**EXERCISE DESCRIPTION:**
Although the records contain pictures, only their text should be set down, exactly as written.

(Photo-based referring expression data)
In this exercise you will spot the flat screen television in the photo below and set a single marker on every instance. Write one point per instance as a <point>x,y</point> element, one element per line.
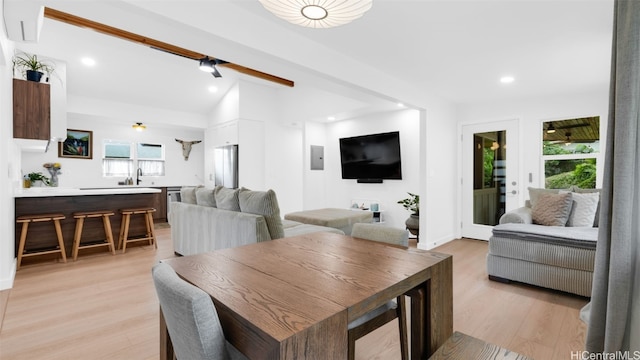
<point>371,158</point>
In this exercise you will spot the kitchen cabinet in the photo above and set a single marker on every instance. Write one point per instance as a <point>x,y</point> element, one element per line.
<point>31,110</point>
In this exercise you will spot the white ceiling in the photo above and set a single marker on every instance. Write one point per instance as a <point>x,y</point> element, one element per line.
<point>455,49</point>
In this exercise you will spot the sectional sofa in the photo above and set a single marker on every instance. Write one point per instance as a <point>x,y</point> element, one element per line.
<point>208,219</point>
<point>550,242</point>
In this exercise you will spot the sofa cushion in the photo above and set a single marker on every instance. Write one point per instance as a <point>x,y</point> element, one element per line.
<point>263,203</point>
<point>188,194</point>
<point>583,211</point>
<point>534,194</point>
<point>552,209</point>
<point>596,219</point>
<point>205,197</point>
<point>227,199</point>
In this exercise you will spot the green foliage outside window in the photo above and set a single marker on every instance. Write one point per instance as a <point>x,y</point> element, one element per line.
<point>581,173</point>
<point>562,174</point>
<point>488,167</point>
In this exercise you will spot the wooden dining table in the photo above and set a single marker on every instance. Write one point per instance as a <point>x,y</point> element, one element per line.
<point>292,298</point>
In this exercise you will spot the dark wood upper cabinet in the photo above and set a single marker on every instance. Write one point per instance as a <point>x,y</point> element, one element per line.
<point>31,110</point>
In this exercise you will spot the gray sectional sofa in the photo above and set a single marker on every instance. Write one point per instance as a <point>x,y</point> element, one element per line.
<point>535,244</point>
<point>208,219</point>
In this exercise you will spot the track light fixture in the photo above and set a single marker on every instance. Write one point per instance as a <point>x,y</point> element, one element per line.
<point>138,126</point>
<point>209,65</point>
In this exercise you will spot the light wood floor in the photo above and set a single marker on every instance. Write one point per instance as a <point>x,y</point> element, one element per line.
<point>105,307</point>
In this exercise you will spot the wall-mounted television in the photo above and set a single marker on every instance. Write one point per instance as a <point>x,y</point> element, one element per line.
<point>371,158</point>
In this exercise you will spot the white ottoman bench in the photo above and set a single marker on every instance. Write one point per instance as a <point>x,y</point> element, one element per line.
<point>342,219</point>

**ANSWER FOR THE TASK:**
In this exercise you will spot the flat screen television in the photo below and set a single marker on every instance. Write one point per instance as a <point>x,y</point> element, one element per line.
<point>371,158</point>
In this exercise you will spot the kitchen cabinet in the photo above and set a single marker on every instance. Write one point per instance as a <point>x,y</point> element, one element per line.
<point>31,110</point>
In this exercise you will spot the white ceiling in the photo above and set a single marker on every instance. Write one point per instance as a <point>x,y</point> element, one element per line.
<point>455,49</point>
In this exercise you will spot the sectional sofa in the photo above and set a single marker on every instance. Write one point per instance as a <point>x,y</point> element, one element per line.
<point>208,219</point>
<point>550,242</point>
In this exercise you will spot the sofa cushion in the photo above and set a single marker on every instance. Write one point per instance as a <point>x,y</point> element, one element per line.
<point>263,203</point>
<point>188,194</point>
<point>583,211</point>
<point>534,194</point>
<point>552,209</point>
<point>596,219</point>
<point>205,197</point>
<point>227,199</point>
In this exercise you will spot the green foliage outside window in the photo above and set a single marker on every instance. Write one point per instance as a <point>x,y</point> element, one element per line.
<point>581,173</point>
<point>562,174</point>
<point>488,167</point>
In this exercise you will spot the wooden dining table in the photo above and set a single marker on every instance. Write one point per instance as a <point>x,y</point> element, one element per line.
<point>292,298</point>
In this exercise you will spot the dark wood upper cabinet in the photo above and set a single marker on every instance. Write one point per instance as a <point>x,y</point> element, one element per line.
<point>31,110</point>
In this exercise you will spot the gray sectional sofa in the photo above and set a single marker on every instance. Write one point per instance as a <point>x,y</point> element, one element per line.
<point>535,244</point>
<point>208,219</point>
In this exercise you will spot the track light fixture in the photo above and set a single marker on every instance. Write one point per instance as a <point>x,y</point> element, one element per line.
<point>138,126</point>
<point>209,65</point>
In this exercise you will spot the light wood floor in the photo above and set a single marker on every instance. Write one point per instance as a <point>x,y</point> element, one element per line.
<point>105,307</point>
In this exercise you will spot the wall-mounted television in the photo above and set a single marker on every instance. Write one point per instance as a <point>x,y</point> element, one element per line.
<point>371,158</point>
In this exercise you will spot the white ottoman bench in the photo above and set a single marker on every instance. Write one point per instance as a <point>x,y</point> element, one element per line.
<point>342,219</point>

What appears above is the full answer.